# start of THE DATA

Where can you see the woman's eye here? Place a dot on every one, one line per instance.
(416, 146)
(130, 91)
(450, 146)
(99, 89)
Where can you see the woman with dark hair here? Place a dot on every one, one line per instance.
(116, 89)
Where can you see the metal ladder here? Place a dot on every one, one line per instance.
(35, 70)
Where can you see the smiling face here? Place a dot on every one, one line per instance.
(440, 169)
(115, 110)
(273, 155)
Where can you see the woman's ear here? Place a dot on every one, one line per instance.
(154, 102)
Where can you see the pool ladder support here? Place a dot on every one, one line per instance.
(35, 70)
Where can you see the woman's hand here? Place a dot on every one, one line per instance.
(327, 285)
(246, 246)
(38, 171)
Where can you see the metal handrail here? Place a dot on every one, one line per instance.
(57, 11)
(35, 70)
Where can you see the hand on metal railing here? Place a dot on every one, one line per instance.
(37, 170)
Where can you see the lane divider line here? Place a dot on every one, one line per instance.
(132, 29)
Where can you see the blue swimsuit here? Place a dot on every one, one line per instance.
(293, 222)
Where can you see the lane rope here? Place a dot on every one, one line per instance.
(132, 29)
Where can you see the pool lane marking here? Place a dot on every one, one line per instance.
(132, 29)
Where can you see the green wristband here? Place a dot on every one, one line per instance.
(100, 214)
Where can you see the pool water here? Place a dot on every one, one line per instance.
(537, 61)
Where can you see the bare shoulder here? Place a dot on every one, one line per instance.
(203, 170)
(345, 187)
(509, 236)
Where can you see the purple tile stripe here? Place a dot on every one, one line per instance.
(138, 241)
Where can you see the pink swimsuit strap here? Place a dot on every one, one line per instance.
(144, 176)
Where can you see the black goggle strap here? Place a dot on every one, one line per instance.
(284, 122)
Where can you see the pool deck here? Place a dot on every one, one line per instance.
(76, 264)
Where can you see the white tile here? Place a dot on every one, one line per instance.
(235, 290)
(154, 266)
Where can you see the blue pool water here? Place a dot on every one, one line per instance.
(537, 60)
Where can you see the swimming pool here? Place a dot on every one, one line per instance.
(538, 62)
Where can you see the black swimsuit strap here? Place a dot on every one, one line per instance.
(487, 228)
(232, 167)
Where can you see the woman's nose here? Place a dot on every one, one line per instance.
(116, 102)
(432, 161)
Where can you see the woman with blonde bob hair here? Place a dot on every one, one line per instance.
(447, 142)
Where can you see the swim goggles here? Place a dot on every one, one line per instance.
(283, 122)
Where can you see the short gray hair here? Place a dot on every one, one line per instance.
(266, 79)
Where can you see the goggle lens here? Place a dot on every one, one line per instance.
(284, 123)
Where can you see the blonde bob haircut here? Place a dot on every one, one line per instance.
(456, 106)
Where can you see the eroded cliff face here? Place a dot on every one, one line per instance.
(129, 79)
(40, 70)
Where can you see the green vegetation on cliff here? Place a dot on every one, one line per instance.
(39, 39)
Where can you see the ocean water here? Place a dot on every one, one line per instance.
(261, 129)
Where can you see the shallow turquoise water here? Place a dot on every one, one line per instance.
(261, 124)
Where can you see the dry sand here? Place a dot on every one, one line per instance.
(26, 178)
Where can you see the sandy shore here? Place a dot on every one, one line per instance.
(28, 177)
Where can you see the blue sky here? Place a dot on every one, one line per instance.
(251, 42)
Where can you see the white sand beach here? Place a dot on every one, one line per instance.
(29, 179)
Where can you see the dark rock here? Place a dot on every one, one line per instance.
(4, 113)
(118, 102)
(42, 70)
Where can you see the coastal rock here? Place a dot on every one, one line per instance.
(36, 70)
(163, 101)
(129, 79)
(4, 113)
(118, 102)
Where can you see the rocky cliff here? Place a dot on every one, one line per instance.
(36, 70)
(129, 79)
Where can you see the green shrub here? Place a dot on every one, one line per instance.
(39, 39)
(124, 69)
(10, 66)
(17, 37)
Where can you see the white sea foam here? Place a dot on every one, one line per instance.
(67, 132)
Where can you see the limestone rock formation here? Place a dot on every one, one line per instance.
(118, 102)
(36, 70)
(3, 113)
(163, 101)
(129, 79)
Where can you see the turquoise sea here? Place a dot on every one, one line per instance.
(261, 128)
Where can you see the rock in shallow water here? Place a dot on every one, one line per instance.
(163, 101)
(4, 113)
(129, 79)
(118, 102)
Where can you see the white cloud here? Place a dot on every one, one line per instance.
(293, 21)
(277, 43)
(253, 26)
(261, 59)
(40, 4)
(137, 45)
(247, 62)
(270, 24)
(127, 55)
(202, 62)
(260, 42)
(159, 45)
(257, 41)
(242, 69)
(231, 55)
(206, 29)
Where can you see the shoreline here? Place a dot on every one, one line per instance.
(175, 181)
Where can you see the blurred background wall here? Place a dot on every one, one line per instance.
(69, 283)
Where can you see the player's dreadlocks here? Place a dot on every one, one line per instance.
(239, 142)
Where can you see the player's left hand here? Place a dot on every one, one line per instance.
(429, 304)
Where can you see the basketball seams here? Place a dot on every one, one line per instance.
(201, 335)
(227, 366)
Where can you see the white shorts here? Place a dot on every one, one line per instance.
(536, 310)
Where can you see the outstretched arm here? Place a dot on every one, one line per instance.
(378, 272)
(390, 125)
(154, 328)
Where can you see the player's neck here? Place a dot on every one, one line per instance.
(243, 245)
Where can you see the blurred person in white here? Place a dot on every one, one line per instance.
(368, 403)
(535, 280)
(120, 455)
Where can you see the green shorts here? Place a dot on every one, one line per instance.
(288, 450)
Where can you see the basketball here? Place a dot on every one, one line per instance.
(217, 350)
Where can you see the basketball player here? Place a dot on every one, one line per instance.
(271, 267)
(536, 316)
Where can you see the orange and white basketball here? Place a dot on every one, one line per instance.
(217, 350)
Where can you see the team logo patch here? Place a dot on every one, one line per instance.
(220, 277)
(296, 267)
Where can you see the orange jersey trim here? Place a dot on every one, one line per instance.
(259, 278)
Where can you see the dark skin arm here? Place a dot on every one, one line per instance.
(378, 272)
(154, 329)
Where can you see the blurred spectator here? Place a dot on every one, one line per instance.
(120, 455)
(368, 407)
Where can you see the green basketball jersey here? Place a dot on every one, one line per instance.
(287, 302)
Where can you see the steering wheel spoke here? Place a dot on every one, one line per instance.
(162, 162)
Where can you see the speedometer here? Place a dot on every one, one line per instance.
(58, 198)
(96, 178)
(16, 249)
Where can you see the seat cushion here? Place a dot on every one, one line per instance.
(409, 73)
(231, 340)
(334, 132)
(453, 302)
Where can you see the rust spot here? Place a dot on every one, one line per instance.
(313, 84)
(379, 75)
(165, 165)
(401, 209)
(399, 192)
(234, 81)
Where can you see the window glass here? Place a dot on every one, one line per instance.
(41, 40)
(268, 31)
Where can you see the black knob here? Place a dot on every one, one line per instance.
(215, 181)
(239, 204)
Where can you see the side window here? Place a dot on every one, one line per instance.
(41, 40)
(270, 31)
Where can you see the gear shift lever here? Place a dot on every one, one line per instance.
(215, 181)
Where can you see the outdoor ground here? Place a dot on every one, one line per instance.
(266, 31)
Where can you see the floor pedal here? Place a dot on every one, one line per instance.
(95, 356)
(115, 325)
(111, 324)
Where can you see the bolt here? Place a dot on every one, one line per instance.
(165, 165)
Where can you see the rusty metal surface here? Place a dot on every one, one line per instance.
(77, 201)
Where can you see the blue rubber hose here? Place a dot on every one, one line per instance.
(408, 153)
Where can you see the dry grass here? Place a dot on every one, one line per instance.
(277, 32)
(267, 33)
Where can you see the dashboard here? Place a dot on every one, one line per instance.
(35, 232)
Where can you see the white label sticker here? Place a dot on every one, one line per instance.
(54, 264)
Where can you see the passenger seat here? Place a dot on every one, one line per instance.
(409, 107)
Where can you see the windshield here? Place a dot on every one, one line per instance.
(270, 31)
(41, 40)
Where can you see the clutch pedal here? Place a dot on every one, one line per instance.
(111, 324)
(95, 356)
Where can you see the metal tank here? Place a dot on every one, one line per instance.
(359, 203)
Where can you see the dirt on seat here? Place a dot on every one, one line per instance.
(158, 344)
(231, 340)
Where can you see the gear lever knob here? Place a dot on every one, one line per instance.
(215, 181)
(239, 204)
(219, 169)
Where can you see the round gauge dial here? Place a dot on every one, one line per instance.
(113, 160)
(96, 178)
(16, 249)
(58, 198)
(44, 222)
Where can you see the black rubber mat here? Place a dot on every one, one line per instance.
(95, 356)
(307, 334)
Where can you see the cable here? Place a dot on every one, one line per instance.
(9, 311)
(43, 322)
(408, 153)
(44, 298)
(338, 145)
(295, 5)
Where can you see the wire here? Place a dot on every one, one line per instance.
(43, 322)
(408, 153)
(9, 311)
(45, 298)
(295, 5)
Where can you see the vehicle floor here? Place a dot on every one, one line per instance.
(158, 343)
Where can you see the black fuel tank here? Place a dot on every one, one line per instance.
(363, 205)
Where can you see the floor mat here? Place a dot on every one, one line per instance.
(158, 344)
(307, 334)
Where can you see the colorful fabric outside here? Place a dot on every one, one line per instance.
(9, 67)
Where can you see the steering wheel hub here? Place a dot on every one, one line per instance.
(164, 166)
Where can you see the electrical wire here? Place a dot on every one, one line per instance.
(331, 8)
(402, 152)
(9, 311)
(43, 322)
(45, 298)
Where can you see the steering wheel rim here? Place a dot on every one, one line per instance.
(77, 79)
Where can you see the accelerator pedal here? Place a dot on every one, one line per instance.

# end of THE DATA

TASK OBJECTIVE.
Beginning at the line that contains "Where can you see the clutch", retype each line of the listing up to and including the last one, exactly as it stands, and nothing else.

IN RESPONSE.
Where can you see the clutch pedal here? Place a dot on every one, one line per instance.
(111, 324)
(95, 356)
Where can you see the metal tank here? Place a dot on every one, one line per instance.
(359, 203)
Where can you see the dirt on seat here? Place a dot on every one, one line per instance.
(158, 344)
(231, 340)
Where can you see the gear lever knob here? Place a dot on every one, one line per instance.
(215, 181)
(239, 204)
(219, 169)
Where can you see the round gauge dial here? Place a dot on every one, one line per instance.
(113, 160)
(96, 178)
(16, 249)
(58, 198)
(44, 222)
Where can you see the black rubber mat here? Place a dot on every one, one line per instance.
(95, 356)
(307, 334)
Where can you see the cable here? Place a dot on every one, one line per instance.
(9, 311)
(43, 322)
(408, 153)
(44, 298)
(338, 145)
(295, 5)
Where can you see the wire here? Place a dot on every one, one line per instance.
(43, 322)
(408, 153)
(9, 311)
(45, 298)
(295, 5)
Where can you see the vehicle floor here? Place a dot on every one, one line per instance.
(158, 343)
Where can you see the black fuel tank here? Place a dot on every one, one line per instance.
(363, 205)
Where can you see the floor mat here? Place a dot on every one, one line per instance.
(158, 344)
(307, 334)
Where can you see the colorful fabric outside here? Place a dot on every one, one line per instance.
(9, 67)
Where can you see the steering wheel hub here? Place a dot on every one, one line per instance.
(164, 166)
Where can you see the electrical wire here? Place a dot on every one, one line per instance.
(331, 8)
(402, 152)
(9, 311)
(43, 322)
(45, 298)
Where can you see the steering wheel rim here? Place a dot on every one, one line per instance.
(77, 79)
Where can you see the accelerator pedal here? Place a dot on every one, one line per instance.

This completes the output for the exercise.